--- Given data ---
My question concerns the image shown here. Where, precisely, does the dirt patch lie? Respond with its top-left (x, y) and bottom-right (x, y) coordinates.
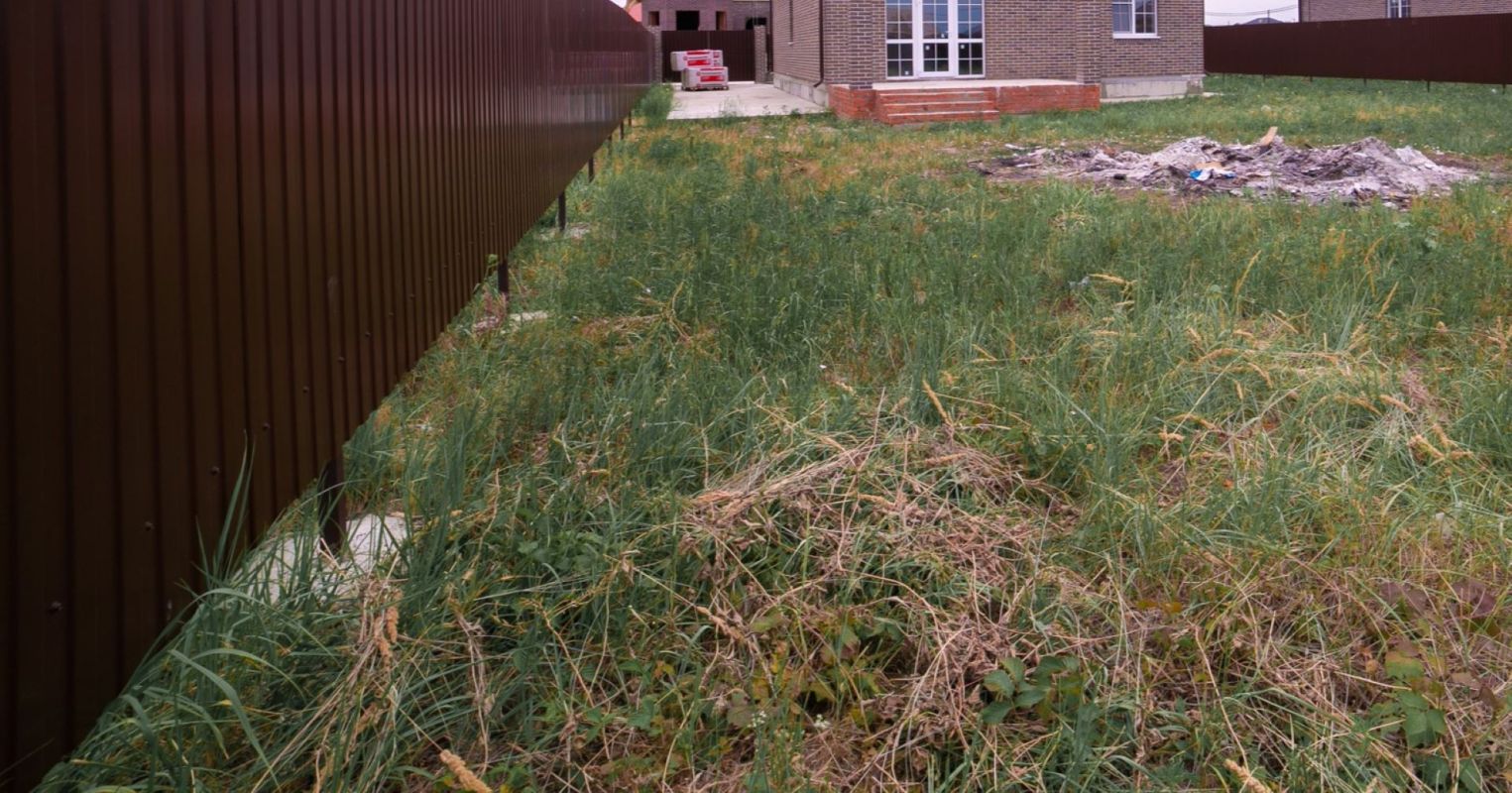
top-left (970, 138), bottom-right (1478, 205)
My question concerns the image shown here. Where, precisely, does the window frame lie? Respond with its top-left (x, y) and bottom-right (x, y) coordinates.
top-left (1109, 0), bottom-right (1160, 40)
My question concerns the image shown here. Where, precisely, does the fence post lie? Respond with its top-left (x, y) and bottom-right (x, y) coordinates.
top-left (319, 453), bottom-right (346, 554)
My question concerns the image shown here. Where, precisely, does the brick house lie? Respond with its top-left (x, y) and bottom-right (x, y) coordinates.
top-left (1297, 0), bottom-right (1512, 23)
top-left (641, 0), bottom-right (771, 30)
top-left (771, 0), bottom-right (1197, 122)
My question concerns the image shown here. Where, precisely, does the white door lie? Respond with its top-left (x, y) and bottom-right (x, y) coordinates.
top-left (886, 0), bottom-right (986, 80)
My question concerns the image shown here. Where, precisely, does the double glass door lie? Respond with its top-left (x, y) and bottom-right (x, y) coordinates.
top-left (886, 0), bottom-right (986, 80)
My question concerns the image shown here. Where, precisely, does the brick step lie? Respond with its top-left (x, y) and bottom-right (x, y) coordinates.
top-left (877, 89), bottom-right (993, 106)
top-left (878, 100), bottom-right (998, 113)
top-left (880, 110), bottom-right (1001, 125)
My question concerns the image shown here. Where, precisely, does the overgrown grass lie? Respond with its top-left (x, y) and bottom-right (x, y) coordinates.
top-left (50, 80), bottom-right (1512, 791)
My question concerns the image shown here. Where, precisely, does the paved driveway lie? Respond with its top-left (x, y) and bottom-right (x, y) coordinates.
top-left (667, 83), bottom-right (826, 121)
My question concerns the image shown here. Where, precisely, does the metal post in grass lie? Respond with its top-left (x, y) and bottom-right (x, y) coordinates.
top-left (319, 456), bottom-right (346, 554)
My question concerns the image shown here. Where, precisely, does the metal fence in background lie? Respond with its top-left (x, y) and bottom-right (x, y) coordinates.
top-left (0, 0), bottom-right (653, 788)
top-left (1205, 14), bottom-right (1512, 84)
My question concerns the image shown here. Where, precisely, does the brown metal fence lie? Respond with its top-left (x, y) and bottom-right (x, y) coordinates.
top-left (1205, 14), bottom-right (1512, 84)
top-left (0, 0), bottom-right (653, 788)
top-left (660, 30), bottom-right (756, 83)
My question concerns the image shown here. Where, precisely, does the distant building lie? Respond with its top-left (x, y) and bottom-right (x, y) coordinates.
top-left (1299, 0), bottom-right (1512, 23)
top-left (771, 0), bottom-right (1204, 122)
top-left (640, 0), bottom-right (771, 30)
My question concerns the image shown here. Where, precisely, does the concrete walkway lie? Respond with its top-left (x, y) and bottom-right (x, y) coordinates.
top-left (667, 83), bottom-right (827, 121)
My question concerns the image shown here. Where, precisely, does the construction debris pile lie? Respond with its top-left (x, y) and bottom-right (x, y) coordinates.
top-left (971, 130), bottom-right (1477, 207)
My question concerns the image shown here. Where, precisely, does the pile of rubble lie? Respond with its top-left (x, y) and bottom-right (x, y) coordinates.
top-left (971, 130), bottom-right (1477, 207)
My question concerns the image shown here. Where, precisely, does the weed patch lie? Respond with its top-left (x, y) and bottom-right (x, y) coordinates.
top-left (49, 80), bottom-right (1512, 791)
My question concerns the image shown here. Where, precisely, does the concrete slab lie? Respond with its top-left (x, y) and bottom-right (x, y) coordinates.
top-left (667, 83), bottom-right (829, 121)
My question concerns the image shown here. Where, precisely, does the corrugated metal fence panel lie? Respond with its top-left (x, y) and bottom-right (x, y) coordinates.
top-left (1205, 14), bottom-right (1512, 84)
top-left (0, 0), bottom-right (653, 788)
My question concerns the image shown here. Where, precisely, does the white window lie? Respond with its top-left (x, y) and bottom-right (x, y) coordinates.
top-left (1112, 0), bottom-right (1158, 38)
top-left (886, 0), bottom-right (988, 80)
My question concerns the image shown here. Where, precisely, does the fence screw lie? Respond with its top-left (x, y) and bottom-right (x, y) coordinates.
top-left (319, 456), bottom-right (346, 554)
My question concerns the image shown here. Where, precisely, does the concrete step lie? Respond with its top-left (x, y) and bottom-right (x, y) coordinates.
top-left (880, 110), bottom-right (1001, 125)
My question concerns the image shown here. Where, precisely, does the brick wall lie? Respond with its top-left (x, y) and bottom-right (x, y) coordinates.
top-left (1302, 0), bottom-right (1512, 23)
top-left (641, 0), bottom-right (780, 30)
top-left (983, 0), bottom-right (1095, 80)
top-left (1094, 0), bottom-right (1197, 80)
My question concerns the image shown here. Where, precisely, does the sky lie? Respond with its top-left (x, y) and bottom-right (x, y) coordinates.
top-left (614, 0), bottom-right (1297, 24)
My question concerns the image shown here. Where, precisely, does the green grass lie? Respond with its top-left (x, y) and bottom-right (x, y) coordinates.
top-left (50, 78), bottom-right (1512, 791)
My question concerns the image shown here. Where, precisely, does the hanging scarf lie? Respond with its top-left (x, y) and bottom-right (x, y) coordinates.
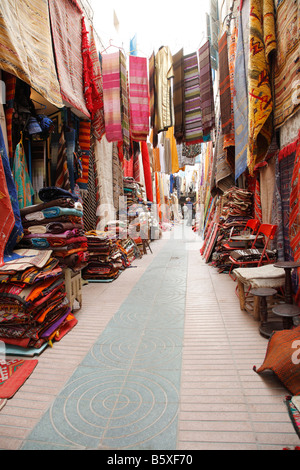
top-left (248, 0), bottom-right (276, 175)
top-left (129, 56), bottom-right (149, 141)
top-left (12, 142), bottom-right (34, 209)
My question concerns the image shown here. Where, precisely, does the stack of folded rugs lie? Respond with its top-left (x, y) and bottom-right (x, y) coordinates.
top-left (82, 230), bottom-right (138, 282)
top-left (0, 249), bottom-right (77, 351)
top-left (20, 187), bottom-right (88, 272)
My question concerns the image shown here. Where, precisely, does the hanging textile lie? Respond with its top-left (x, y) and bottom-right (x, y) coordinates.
top-left (55, 129), bottom-right (71, 191)
top-left (12, 142), bottom-right (34, 209)
top-left (0, 0), bottom-right (63, 108)
top-left (90, 29), bottom-right (105, 140)
top-left (224, 27), bottom-right (237, 172)
top-left (102, 52), bottom-right (123, 142)
top-left (289, 134), bottom-right (300, 305)
top-left (219, 32), bottom-right (232, 135)
top-left (247, 0), bottom-right (276, 175)
top-left (141, 141), bottom-right (153, 202)
top-left (173, 49), bottom-right (185, 144)
top-left (0, 127), bottom-right (23, 262)
top-left (274, 0), bottom-right (300, 128)
top-left (94, 135), bottom-right (115, 230)
top-left (112, 142), bottom-right (124, 212)
top-left (76, 121), bottom-right (91, 190)
top-left (129, 56), bottom-right (150, 141)
top-left (198, 41), bottom-right (215, 135)
top-left (120, 51), bottom-right (130, 159)
top-left (154, 46), bottom-right (174, 133)
top-left (0, 145), bottom-right (15, 266)
top-left (48, 0), bottom-right (90, 118)
top-left (184, 52), bottom-right (203, 145)
top-left (3, 72), bottom-right (17, 162)
top-left (233, 8), bottom-right (248, 180)
top-left (81, 17), bottom-right (103, 120)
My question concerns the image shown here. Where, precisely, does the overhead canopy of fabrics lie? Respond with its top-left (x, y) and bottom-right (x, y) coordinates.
top-left (0, 0), bottom-right (63, 108)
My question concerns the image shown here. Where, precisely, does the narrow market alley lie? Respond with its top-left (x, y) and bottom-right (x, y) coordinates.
top-left (0, 224), bottom-right (299, 451)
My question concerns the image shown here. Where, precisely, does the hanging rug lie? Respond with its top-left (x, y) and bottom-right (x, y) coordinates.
top-left (0, 359), bottom-right (38, 396)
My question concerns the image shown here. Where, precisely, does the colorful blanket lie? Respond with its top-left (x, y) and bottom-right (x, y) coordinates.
top-left (48, 0), bottom-right (90, 118)
top-left (173, 49), bottom-right (185, 144)
top-left (102, 52), bottom-right (123, 142)
top-left (219, 32), bottom-right (232, 135)
top-left (184, 52), bottom-right (203, 145)
top-left (129, 56), bottom-right (149, 141)
top-left (198, 41), bottom-right (215, 135)
top-left (233, 9), bottom-right (248, 180)
top-left (90, 30), bottom-right (105, 140)
top-left (274, 0), bottom-right (300, 128)
top-left (0, 0), bottom-right (63, 108)
top-left (247, 0), bottom-right (276, 175)
top-left (289, 134), bottom-right (300, 305)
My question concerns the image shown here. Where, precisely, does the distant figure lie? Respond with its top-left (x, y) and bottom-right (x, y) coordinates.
top-left (186, 197), bottom-right (193, 226)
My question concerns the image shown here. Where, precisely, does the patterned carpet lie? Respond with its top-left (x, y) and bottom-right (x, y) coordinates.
top-left (22, 233), bottom-right (188, 450)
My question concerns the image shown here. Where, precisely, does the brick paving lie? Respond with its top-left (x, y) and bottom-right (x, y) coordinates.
top-left (0, 229), bottom-right (299, 450)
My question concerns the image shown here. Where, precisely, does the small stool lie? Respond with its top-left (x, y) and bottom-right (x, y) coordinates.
top-left (250, 287), bottom-right (281, 338)
top-left (272, 304), bottom-right (300, 330)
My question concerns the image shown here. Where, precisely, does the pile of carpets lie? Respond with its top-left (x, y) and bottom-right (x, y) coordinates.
top-left (212, 187), bottom-right (253, 273)
top-left (82, 231), bottom-right (130, 282)
top-left (0, 249), bottom-right (77, 349)
top-left (20, 187), bottom-right (88, 271)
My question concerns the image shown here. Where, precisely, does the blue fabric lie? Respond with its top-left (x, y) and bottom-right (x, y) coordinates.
top-left (0, 127), bottom-right (24, 263)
---
Given task:
Copy out every line from the start of the items through the line holding "top-left (1109, 0), bottom-right (1160, 40)", inclusive, keeping the requests unchanged and leaving out the pictures. Multiply each coordinate in the answers by 2.45 and round it to the nearest whole number, with halves rounded up.

Result:
My question concerns the image shown here. Where, precisely, does the dirt patch lie? Respond with its top-left (x, y) and bottom-right (x, y) coordinates.
top-left (2377, 338), bottom-right (3621, 502)
My question concerns the image shown here. Where, precisely, does the window frame lie? Respond with its top-left (x, y) and bottom-right (x, y) coordinates.
top-left (2717, 0), bottom-right (2842, 98)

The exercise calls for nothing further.